#### [Given passage]

▽

Amazon S3 to Redshift: 3 Easy Methods

on Tutorial, Amazon Redshift, AWS S3, Data Integration, Data Warehouse, ETL • February 22nd, 2020 • Write for Hevo

AWS S3 is a completely managed general-purpose storage mechanism offered by Amazon based on a software as a service business model.  S3 can be used to serve any storage requirement ranging from a simple backup service to archiving a full data warehouse. It can be used for any requirement of up to 5 TB of data. In the enterprise data pipelines, it is typical to use S3 as a staging location or a temporary data dumping location before loading data into a Data Warehouse for offline Data Analysis. For customers staying within the AWS ecosystem, a Redshift is a great option as a completely managed Data Warehouse service.

This post will introduce you to Amazon S3 and Redshift. Moreover, it will explain 3 step-by-step methods which will help you to connect Amazon S3 to Redshift easily. Read along to understand more about the steps, benefits, and limitations of these methods.

Table of Contents

Prerequisites

  • An S3 account.
  • A Redshift account.
  • Working knowledge of Redhsift commands.

Introduction to Amazon S3

Amazon S3 Logo
Image Source

As mentioned above AWS S3 is a completely managed object storage service accessed entirely through web APIs and AWS-provided CLI utilities. Like any completely managed service offered by Amazon, all operational activities related to pre-provisioning, capacity scaling, etc are abstracted away from users. The customers are required to pay for the amount of space that they use. Access controls are comprehensive enough to meet typical compliance requirements. It offers granular access controls to meet all kinds of organizational and business compliance requirements.

△

#### [Recorded data]
▽

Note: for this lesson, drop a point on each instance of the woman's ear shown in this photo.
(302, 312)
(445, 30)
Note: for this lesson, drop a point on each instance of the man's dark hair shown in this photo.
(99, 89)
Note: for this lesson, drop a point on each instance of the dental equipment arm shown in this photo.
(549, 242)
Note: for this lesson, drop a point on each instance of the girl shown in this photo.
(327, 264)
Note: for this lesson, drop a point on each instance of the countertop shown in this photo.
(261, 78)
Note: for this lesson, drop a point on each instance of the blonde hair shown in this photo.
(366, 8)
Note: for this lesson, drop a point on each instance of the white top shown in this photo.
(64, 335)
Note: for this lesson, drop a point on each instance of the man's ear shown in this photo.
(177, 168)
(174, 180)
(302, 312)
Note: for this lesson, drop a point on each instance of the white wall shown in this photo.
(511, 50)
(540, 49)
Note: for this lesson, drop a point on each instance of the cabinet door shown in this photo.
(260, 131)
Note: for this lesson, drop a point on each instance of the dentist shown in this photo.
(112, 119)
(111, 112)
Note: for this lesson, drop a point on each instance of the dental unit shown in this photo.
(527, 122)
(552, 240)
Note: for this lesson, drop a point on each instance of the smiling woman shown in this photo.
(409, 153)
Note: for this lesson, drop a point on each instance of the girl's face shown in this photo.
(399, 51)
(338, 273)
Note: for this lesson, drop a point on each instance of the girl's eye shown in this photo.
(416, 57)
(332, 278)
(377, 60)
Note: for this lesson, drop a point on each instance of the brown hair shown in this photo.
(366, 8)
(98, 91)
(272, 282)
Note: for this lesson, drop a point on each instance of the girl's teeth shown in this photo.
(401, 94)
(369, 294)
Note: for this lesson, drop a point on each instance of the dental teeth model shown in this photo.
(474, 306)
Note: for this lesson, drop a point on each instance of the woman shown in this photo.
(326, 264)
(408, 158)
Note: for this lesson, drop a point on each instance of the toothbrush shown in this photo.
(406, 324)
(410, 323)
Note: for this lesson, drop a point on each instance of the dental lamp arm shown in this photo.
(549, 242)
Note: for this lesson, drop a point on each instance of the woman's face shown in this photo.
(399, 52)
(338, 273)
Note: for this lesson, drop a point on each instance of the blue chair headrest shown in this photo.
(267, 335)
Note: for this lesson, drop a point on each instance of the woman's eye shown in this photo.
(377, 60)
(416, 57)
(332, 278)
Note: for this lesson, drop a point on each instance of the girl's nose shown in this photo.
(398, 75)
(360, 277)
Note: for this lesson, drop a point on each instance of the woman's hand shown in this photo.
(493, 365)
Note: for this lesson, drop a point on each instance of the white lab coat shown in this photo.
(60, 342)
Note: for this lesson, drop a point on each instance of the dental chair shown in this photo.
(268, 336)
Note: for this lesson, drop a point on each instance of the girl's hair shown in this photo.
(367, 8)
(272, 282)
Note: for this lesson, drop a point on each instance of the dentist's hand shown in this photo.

△

#### [Tasks and exercises]
1. Rewrite the paragraph of the S3-to-Redshift article that begins "As mentioned above AWS S3" as a short bulleted list, keeping its main facts.
2. In the S3-to-Redshift article, up to how much data can S3 be used for?
3. Carry the S3-to-Redshift article forward with the next few paragraphs.
The material has no connection to the S3-to-Redshift article.

#### [Results]
1.
- AWS S3 is a fully managed object storage service.
- It is accessed entirely through web APIs and AWS-provided CLI utilities.
- Operational work such as pre-provisioning and capacity scaling is hidden from users.
- Customers pay for the amount of space they use.
- Its granular access controls meet typical organizational and business compliance requirements.

2. Up to 5 TB.

3.
AWS Athena and AWS redshift spectrum allow users to run analytical queries on data stored in S3 buckets. S3 offers high availability. This comes from the fact that it stores data across a cluster of distributed servers. This approach means there is a related propagation delay and S3 can only guarantee eventual consistency. S3 writes are atomic though. 

Structurally, S3 is envisioned as buckets and objects. A bucket is a container for storing all kinds of objects. It also represents the highest level of namespace. Buckets contain objects which represent the basic storage entity. An object is a fusion of the stored object as well as its metadata. A unique key and version identify an object uniquely.

To learn more about Amazon S3, visit here.

Introduction to AWS Redshift

Redshift Logo
Image Source

AWS Redshift is capable of executing complex queries over millions of runs and return instant results through a Postgres compatible querying layer. A massively parallel architecture made using a cluster of processing nodes is responsible for this capability. 

One of these nodes acts as the leader and handles activities related to client communication, query execution plans, and work assignments to other nodes. Redshift provides the customers with the flexibility to choose from different types of instances that suit their budget and nature of use cases.

Redshift can scale up to 2 PB of data and this is done by adding more nodes, upgrading nodes, or both. Redshift offers a unique feature called the concurrency scaling feature which makes scaling as seamless as it can without going over budget and resource limits set by customers. 

To learn more about Redshift, visit here.

Methods to Connect Amazon S3 to Redshift

Method 1: Using the COPY Command to Connect Amazon S3 to Redshift

Redshift’s native COPY command allows you to use AWS S3 as your data source and perform a direct bulk data load process. The allowed data source formats are CSV, JSON, or AVRO. 

Method 2: Using AWS Services to Connect Amazon S3 to Redshift

AWS offers a number of services that can be used to perform data load operations to Redshift Data Warehouse. AWS Glue and AWS Data pipeline are 2 such services that enable you to transfer data from Amazon S3 to Redshift.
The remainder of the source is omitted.